WHAT YOU HAVE TO DO:
Would you transcribe word for word every line from the one containing "Reviewer note: make sure each instance of the red shorts" to the end of the data, both ends included, and leave out the rest?

#### RECORDS PROVIDED ####

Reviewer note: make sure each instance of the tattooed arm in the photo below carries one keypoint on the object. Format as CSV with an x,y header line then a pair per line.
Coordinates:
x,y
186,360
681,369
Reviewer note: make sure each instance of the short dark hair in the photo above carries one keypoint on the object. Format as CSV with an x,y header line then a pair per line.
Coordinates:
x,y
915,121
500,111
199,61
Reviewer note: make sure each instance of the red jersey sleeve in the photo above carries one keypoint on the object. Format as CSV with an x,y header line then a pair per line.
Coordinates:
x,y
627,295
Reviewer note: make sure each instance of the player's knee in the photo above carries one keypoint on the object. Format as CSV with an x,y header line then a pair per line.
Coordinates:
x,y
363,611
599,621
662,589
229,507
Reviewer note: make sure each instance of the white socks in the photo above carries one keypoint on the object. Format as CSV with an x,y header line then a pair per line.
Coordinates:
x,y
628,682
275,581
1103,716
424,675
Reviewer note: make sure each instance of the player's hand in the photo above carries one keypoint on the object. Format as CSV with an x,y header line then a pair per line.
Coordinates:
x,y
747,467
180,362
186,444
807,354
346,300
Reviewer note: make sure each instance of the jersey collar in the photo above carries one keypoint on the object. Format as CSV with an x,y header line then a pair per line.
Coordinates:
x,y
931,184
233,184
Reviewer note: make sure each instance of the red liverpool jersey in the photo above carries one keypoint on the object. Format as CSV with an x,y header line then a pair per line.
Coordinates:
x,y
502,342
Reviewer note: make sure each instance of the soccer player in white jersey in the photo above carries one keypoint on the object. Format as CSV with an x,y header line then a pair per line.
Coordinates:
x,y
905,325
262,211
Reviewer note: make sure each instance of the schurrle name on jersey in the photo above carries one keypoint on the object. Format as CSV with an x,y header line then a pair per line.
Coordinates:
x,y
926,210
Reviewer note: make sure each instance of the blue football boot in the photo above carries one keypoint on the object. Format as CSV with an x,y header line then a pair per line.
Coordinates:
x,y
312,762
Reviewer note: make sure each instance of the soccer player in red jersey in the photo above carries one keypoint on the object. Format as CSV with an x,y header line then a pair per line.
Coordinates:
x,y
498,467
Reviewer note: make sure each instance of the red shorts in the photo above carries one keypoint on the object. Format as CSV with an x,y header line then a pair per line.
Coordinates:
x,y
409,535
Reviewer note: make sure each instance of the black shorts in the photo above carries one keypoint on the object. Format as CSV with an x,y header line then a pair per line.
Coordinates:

####

PROBLEM SOLUTION:
Reviewer note: make sure each instance of the red shorts in the photo above carries one keypoint on the object. Format as CSV with an x,y header line then a pair per line.
Coordinates:
x,y
409,535
Reviewer note: make sure each instance of the black shorts in the photo above carries one keypoint on the object. Format as CSV with an x,y header line then a pair per line.
Coordinates:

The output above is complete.